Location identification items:
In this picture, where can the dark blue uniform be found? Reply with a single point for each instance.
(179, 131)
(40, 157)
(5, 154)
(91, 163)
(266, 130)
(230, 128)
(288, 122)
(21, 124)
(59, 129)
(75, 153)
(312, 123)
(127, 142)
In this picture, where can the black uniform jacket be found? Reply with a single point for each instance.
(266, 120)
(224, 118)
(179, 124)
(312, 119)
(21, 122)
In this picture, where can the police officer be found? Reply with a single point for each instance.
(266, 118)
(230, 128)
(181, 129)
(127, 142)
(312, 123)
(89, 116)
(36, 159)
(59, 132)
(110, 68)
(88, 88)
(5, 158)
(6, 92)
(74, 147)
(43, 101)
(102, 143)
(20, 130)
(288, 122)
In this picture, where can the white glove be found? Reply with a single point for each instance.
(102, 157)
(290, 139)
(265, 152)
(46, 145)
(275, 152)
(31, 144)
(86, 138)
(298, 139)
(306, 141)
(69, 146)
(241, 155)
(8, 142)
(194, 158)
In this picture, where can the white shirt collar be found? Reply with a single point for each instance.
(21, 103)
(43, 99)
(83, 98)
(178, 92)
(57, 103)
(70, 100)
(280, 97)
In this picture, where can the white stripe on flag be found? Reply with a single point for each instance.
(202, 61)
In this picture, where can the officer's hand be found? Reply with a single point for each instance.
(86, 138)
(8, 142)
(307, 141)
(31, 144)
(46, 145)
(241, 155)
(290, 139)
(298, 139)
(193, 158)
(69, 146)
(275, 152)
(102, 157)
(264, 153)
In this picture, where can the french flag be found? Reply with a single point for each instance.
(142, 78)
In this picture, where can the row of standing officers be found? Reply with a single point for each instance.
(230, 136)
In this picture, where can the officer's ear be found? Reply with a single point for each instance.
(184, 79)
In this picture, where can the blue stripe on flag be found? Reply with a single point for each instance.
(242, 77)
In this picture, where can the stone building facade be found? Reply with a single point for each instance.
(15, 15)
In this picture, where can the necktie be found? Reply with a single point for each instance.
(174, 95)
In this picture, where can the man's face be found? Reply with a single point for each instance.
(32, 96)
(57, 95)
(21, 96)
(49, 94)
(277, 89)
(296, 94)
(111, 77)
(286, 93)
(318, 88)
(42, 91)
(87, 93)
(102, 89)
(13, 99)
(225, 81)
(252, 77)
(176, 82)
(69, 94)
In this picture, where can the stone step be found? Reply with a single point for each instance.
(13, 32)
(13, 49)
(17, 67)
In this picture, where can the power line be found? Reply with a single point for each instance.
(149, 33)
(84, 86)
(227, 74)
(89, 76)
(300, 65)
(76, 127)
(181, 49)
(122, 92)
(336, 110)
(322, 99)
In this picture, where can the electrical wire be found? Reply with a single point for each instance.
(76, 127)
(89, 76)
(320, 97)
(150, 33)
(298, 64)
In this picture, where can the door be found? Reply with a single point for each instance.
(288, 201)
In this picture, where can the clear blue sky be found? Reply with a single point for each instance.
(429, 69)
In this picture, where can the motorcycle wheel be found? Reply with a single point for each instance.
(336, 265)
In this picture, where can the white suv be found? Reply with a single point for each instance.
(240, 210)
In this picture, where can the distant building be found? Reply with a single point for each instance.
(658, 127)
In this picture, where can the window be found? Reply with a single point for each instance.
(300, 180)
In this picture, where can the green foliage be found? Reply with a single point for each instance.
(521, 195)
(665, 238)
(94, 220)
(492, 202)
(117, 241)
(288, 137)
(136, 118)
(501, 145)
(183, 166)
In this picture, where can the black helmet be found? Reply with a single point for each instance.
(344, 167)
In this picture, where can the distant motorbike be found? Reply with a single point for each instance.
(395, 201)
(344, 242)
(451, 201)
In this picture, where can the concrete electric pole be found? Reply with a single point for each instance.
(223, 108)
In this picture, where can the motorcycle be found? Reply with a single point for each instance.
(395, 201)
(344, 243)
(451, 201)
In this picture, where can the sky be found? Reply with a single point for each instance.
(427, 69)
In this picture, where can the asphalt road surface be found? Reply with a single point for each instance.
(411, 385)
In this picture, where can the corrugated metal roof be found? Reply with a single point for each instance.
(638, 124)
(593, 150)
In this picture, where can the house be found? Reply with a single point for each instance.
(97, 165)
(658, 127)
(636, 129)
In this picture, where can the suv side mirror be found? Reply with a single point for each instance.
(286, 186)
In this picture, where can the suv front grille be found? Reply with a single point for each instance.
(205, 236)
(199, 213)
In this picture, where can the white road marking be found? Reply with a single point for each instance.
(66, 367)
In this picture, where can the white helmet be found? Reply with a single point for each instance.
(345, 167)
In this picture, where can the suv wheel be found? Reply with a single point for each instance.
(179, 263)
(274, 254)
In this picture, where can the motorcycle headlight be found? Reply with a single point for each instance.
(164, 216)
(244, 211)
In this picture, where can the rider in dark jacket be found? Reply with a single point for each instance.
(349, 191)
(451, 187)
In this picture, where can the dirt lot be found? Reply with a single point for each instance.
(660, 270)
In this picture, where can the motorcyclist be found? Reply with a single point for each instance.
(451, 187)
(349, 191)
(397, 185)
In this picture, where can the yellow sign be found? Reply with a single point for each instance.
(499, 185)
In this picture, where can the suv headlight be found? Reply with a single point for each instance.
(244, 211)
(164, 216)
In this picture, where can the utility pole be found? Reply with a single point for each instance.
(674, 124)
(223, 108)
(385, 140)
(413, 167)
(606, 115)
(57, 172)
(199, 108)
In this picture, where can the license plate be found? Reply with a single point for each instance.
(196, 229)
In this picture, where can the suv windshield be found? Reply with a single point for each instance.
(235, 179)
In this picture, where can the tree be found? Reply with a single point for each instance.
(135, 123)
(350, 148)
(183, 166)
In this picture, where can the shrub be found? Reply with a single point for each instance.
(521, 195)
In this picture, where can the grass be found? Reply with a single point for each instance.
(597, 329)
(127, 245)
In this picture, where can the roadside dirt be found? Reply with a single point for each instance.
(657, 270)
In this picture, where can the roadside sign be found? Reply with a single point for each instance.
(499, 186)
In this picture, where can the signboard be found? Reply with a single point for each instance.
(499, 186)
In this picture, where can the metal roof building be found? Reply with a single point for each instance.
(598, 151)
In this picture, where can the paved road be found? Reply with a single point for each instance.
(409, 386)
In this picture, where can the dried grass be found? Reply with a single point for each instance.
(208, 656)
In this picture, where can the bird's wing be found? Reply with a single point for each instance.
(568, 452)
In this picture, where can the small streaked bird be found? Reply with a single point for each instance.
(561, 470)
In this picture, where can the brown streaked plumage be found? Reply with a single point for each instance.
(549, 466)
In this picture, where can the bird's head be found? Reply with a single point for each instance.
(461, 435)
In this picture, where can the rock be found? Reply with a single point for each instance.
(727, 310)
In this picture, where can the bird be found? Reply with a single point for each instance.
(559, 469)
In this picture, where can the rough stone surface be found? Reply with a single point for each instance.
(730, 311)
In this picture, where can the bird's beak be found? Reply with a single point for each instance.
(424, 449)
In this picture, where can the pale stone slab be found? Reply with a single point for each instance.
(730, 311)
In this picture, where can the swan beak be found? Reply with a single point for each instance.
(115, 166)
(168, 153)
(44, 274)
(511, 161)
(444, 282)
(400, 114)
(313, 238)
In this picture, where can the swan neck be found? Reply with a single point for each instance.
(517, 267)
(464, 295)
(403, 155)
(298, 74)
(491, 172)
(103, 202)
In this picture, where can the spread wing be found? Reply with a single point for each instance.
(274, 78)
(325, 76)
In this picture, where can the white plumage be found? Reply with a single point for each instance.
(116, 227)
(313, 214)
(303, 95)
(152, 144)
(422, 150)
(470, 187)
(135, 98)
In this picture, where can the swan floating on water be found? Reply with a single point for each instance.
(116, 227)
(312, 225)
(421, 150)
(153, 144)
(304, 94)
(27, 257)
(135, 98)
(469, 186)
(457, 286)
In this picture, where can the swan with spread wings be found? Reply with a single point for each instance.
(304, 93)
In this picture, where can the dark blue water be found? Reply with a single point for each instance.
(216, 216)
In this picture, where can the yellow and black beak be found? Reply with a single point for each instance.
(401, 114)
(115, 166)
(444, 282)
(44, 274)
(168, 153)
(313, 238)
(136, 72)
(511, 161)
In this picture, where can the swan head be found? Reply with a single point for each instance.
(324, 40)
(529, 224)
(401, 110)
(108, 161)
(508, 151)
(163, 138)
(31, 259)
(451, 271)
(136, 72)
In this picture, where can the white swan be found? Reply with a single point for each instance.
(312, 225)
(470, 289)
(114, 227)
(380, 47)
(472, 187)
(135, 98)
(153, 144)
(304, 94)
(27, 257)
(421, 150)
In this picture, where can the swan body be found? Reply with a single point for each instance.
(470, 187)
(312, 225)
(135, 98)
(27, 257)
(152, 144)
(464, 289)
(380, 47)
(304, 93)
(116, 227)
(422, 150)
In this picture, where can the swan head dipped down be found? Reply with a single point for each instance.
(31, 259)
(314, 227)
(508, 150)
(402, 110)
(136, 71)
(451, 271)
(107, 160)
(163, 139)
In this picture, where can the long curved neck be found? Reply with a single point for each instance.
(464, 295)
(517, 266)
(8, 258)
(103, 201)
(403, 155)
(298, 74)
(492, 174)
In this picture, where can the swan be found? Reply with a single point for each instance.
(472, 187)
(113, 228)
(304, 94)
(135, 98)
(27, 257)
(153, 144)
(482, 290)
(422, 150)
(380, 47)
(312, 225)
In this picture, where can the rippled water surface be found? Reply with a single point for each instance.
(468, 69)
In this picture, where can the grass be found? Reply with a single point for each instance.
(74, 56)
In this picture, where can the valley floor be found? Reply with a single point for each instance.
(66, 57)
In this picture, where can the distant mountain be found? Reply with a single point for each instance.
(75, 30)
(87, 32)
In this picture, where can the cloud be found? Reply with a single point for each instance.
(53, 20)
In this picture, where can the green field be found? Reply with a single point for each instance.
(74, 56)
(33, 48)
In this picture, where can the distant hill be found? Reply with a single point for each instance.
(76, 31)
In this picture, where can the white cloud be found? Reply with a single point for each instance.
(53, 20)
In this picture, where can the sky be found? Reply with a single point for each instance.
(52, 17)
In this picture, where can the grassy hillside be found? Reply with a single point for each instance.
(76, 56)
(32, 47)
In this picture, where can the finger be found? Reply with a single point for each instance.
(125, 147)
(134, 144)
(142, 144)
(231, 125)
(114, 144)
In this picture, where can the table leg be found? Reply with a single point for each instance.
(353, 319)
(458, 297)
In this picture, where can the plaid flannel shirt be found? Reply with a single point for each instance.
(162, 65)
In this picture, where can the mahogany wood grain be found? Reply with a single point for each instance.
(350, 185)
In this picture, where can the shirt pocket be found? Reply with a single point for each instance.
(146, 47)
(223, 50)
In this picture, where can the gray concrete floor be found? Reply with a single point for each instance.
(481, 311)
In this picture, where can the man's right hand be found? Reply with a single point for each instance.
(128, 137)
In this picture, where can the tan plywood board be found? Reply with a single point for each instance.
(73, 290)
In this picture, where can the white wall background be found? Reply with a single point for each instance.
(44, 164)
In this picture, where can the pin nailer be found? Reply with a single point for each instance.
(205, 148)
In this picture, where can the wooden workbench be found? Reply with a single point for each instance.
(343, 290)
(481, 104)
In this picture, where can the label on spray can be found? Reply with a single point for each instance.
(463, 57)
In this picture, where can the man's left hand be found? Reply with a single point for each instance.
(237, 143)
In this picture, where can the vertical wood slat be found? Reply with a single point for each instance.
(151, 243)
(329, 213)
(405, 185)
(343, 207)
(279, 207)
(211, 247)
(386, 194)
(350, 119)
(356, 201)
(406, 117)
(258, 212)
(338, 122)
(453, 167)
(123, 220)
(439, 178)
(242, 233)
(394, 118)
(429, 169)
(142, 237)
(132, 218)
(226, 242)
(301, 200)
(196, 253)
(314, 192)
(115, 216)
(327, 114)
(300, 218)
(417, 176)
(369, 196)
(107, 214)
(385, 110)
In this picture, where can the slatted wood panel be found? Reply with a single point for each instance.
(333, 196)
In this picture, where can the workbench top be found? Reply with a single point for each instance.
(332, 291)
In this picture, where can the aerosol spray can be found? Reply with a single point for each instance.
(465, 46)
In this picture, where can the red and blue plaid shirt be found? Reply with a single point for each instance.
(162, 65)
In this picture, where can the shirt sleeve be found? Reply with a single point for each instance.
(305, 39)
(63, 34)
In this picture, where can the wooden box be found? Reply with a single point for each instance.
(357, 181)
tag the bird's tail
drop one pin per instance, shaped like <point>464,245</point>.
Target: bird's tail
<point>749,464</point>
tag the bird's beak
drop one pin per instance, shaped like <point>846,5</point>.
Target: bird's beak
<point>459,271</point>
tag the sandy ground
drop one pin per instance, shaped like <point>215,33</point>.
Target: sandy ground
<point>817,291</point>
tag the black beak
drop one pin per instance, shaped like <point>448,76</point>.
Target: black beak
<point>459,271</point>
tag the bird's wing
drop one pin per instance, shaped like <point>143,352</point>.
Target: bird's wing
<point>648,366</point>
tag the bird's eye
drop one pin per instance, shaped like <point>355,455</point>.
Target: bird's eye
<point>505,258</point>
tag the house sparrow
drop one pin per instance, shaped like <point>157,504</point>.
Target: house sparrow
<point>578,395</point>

__Required task__.
Look above for the line containing "tag the black beak"; copy from it through the last line, exactly, and nothing more.

__Solution for this problem__.
tag the black beak
drop one pin per instance, shaped like <point>448,76</point>.
Target: black beak
<point>459,271</point>
tag the bird's wing
drop one pin per instance, shaped like <point>143,352</point>.
Target: bird's wing
<point>648,366</point>
tag the bird's eye
drop one pin per instance, shaped like <point>355,455</point>.
Target: bird's eye
<point>505,258</point>
tag the house sparrow
drop one pin per instance, shaped like <point>157,504</point>.
Target: house sparrow
<point>578,395</point>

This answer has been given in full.